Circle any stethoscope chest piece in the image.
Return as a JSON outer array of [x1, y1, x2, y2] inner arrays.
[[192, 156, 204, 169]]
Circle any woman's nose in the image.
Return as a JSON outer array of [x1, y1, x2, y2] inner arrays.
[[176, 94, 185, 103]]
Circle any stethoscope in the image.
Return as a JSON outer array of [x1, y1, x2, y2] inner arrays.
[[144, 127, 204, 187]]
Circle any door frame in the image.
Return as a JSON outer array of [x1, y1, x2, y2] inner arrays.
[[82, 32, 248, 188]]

* [PROBLEM TO WORK ON] List every line in the records above that contains the string "stethoscope", copying each line in full. Matching is case-sensitive.

* [OUTPUT OF THE EXERCISE]
Circle any stethoscope chest piece in the image.
Circle any stethoscope in the image.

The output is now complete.